WRITTEN PROBLEM 1 — In the discussion about Nokia and Windows Phone, what campaign did Microsoft run to demote Android?
WRITTEN PROBLEM 2 — Please repeat the discussion about Nokia and Windows Phone word for word from "It ended up" up to and including "Nokia with it.".

EXCERPTED TEXT —
****
Honestly it was a bad call on Nokia to switch to windows. They would have been in a different place of they capitalised on their market share and switched to android.

[–] CarlosCheddar 28 points 2 months ago (5 children)

It ended up being a bad call but at the time Android only had 2 years in the market and trusting the leading OS company to manufacture a proper mobile product wasn’t a crazy idea. Microsoft just completely mismanaged the whole phone thing and took down Nokia with it.

If I remember correctly the approach was so anti-google that you couldn’t even watch youtube on Windows Phones.

[–] Akinzekeel 5 points 2 months ago

Sort of. Google and Microsoft really weren’t on good terms back then (relatively speaking). Both were competing for the mobile OS market, and Microsoft ran this whole „Don’t get Scroogled“ campaign to demote Android.

Naturally, Google did not offer any of their apps for Windows phone - i.e. no Google maps or YouTube. Microsoft then made their own YouTube client for windows phone which was an okay app. However Google wasn’t happy with this and had them take down the app and replace it with their own version instead.

The problem is that Google’s YouTube app for windows phone was so embarrassingly bad that after countless 1-star reviews they decided to pull the app from the windows phone store, effectively leaving the platform with no YouTube app at all. There was at least one third party client which was decent, but there was never another official one after that IIRC.
****
ENTRIES SUPPLIED —
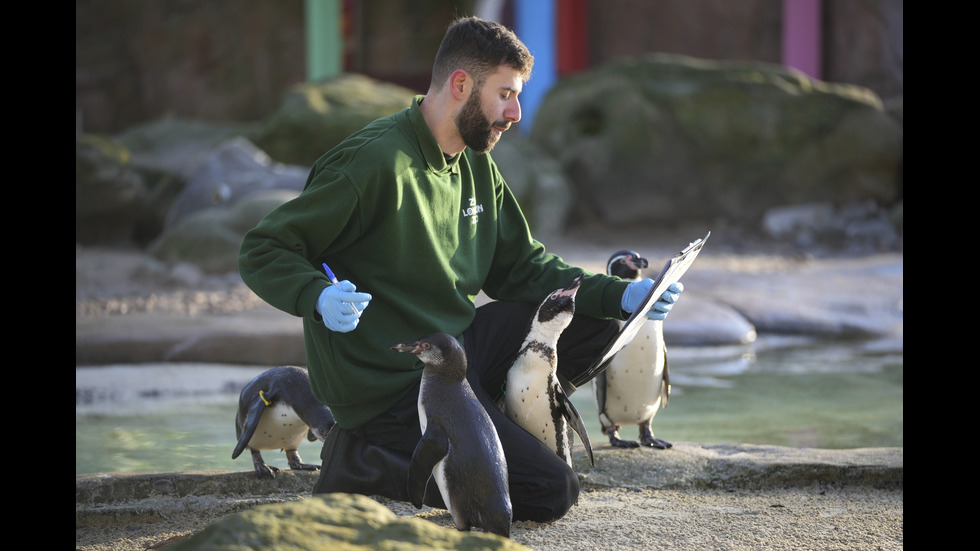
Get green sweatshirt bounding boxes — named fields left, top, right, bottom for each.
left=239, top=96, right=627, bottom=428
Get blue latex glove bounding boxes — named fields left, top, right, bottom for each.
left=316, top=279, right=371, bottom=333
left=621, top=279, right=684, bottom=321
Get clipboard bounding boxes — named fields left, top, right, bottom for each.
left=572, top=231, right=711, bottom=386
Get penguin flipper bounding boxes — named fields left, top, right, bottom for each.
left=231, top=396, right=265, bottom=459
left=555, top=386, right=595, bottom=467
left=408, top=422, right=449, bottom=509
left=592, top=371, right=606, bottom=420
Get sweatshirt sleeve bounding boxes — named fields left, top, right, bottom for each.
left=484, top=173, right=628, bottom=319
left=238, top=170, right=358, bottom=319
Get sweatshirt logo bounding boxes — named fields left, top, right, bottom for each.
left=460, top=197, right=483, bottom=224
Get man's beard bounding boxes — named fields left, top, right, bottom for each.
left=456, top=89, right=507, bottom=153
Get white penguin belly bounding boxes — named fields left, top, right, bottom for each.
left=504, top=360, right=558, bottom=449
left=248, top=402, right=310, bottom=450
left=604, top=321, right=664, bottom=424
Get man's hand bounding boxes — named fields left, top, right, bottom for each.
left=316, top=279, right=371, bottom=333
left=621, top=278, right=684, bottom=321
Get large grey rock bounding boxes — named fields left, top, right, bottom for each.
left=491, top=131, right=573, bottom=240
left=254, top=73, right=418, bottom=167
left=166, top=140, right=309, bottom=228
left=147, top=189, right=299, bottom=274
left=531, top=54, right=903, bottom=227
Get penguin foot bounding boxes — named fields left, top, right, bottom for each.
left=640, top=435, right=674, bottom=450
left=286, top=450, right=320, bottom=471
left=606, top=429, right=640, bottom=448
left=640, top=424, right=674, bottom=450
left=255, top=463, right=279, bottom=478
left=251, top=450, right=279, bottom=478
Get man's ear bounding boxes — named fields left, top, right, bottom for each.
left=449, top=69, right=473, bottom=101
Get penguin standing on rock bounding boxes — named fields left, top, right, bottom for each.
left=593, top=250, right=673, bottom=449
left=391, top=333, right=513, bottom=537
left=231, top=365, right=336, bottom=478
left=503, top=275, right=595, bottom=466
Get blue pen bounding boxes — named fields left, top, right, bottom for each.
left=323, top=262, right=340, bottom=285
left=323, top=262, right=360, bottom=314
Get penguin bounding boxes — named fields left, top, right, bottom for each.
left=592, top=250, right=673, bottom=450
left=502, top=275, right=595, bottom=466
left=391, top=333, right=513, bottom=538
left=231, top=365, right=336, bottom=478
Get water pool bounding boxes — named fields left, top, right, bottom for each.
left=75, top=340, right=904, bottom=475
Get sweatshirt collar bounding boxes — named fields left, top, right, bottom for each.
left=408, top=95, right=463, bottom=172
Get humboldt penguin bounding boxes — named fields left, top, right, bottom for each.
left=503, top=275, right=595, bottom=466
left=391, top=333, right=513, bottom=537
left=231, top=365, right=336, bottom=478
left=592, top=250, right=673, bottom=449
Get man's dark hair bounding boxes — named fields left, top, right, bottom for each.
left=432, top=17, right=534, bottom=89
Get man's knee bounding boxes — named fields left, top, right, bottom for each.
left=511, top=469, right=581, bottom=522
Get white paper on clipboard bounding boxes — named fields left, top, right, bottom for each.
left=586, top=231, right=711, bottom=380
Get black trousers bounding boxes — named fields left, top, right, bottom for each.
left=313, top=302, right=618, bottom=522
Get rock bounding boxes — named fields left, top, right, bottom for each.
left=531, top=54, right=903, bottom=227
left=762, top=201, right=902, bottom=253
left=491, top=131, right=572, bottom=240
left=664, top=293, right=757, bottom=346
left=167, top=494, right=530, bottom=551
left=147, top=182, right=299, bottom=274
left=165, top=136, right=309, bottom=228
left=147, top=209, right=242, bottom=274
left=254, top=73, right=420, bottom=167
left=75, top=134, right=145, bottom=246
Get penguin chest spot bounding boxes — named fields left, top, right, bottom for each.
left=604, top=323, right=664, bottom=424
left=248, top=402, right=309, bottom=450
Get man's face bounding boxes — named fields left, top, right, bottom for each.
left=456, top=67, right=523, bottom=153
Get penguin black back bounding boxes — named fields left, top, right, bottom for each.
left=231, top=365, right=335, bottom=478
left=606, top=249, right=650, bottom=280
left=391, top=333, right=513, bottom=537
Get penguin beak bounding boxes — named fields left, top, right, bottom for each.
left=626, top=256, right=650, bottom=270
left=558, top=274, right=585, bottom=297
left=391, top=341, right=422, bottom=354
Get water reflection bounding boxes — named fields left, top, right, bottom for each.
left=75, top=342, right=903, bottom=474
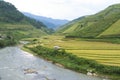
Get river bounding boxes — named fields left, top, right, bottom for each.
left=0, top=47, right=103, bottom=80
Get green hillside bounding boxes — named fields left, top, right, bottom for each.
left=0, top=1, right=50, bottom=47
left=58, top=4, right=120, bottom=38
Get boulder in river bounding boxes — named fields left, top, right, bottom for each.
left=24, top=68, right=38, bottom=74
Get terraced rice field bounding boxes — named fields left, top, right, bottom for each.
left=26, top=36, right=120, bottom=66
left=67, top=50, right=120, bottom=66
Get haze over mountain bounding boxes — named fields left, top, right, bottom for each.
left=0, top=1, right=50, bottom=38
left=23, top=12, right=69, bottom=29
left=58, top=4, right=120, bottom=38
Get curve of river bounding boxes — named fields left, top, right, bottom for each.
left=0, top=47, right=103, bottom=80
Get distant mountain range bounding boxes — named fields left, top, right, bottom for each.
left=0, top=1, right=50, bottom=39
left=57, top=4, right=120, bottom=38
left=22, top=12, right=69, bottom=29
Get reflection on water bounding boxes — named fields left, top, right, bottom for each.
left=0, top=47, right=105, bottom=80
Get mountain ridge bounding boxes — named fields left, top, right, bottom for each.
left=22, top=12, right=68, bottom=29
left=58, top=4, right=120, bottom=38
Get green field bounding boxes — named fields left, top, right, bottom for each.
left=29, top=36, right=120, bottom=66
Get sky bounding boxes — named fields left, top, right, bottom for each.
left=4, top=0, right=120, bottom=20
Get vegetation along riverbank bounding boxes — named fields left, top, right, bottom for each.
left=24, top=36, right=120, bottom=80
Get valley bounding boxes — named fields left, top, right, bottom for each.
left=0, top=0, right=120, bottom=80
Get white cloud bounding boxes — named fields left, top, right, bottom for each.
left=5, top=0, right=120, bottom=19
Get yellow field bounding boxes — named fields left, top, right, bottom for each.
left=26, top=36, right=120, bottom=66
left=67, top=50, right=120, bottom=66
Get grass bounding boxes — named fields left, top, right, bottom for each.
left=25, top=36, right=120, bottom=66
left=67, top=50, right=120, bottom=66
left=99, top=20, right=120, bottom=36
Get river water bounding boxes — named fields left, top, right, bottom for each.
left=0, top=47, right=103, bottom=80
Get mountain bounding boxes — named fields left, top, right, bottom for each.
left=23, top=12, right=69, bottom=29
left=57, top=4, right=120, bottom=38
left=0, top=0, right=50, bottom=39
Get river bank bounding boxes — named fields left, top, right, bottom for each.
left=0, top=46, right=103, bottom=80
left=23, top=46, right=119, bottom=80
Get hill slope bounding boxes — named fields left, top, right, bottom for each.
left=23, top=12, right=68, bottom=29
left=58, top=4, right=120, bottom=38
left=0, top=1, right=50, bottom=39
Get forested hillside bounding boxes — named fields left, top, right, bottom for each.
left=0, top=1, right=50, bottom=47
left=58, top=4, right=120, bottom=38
****
FULL OUTPUT 1 — The „Don’t get Scroogled“ campaign.

FULL OUTPUT 2 —
It ended up being a bad call but at the time Android only had 2 years in the market and trusting the leading OS company to manufacture a proper mobile product wasn’t a crazy idea. Microsoft just completely mismanaged the whole phone thing and took down Nokia with it.